Recopiez intégralement, sans rien modifier, l'extrait ci-dessous sur les sacrifices de louange offerts à Dieu.

■ **Extrait du document**:
----------------------------------------

Où et quand offrons-nous nos sacrifices? Nous entrons, par la foi, dans le sanctuaire, dans le ciel même, en présence de Dieu, dans la pleine lumière de sa face; c'est là notre lieu de culte:

Lavés, justes, parfaits, nous entrons au saint lieu,

Dans la pleine clarté de la face de Dieu.

Et, si nous avons le privilège d'offrir sans cesse à Dieu, par lui, un sacrifice de louanges, le fruit des lèvres qui bénissent son nom, c'est surtout le premier jour de la semaine, réunis au nom du Seigneur, ensemble autour de sa table, que nous venons offrir nos sacrifices. Ce jour nous rappelle sa résurrection, son triomphe sur Satan et sur la mort, son entrée dans une vie impérissable où il nous introduit; et le pain et le vin sur la table, nous parlent de l'amour qui l'a fait descendre pour nous jusque dans la mort, afin de nous amener à son Dieu et son Père, pour l'adorer comme notre Dieu et notre Père. Comment nos coeurs ne se sentiraient-ils pas saisis et pénétrés, en ce moment, de toute la grandeur et la beauté de son oeuvre et de sa personne? Si nous sommes réellement dans la puissance de l'Esprit, occupés de Christ seul, devant notre Dieu, alors, ayant laissé dehors toutes les pensées de la terre, tous, avec nos coeurs, nos mains et nos corbeilles pleines de Christ, nous bénirons et adorerons.

----------------------------------------

■ **Partie données**:
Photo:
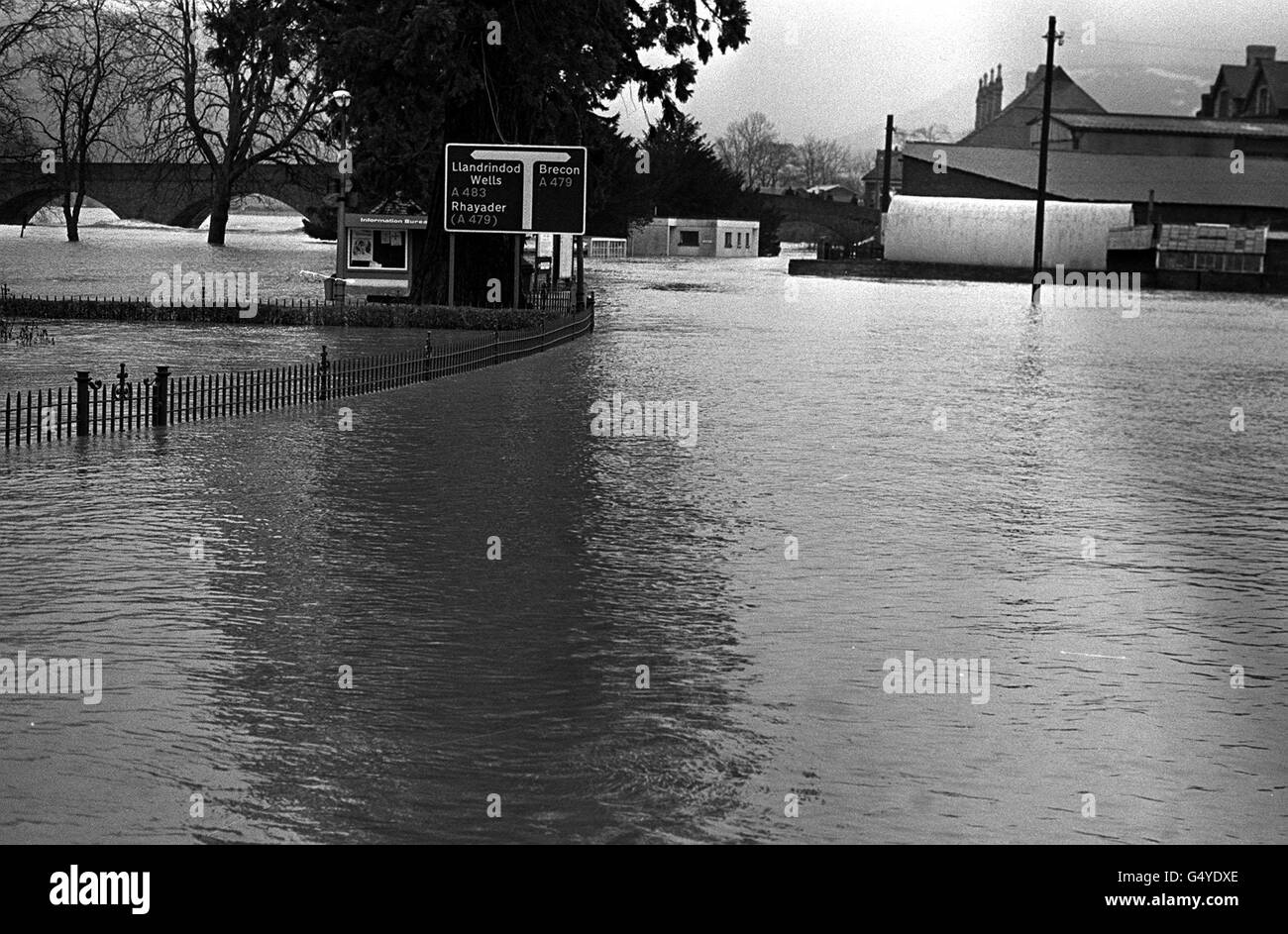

----------------------------------------

■ **Solution détaillée**:
Où et quand offrons-nous nos sacrifices? Nous entrons, par la foi, dans le sanctuaire, dans le ciel même, en présence de Dieu, dans la pleine lumière de sa face; c'est là notre lieu de culte:

Lavés, justes, parfaits, nous entrons au saint lieu,

Dans la pleine clarté de la face de Dieu.

Et, si nous avons le privilège d'offrir sans cesse à Dieu, par lui, un sacrifice de louanges, le fruit des lèvres qui bénissent son nom, c'est surtout le premier jour de la semaine, réunis au nom du Seigneur, ensemble autour de sa table, que nous venons offrir nos sacrifices. Ce jour nous rappelle sa résurrection, son triomphe sur Satan et sur la mort, son entrée dans une vie impérissable où il nous introduit; et le pain et le vin sur la table, nous parlent de l'amour qui l'a fait descendre pour nous jusque dans la mort, afin de nous amener à son Dieu et son Père, pour l'adorer comme notre Dieu et notre Père. Comment nos coeurs ne se sentiraient-ils pas saisis et pénétrés, en ce moment, de toute la grandeur et la beauté de son oeuvre et de sa personne? Si nous sommes réellement dans la puissance de l'Esprit, occupés de Christ seul, devant notre Dieu, alors, ayant laissé dehors toutes les pensées de la terre, tous, avec nos coeurs, nos mains et nos corbeilles pleines de Christ, nous bénirons et adorerons.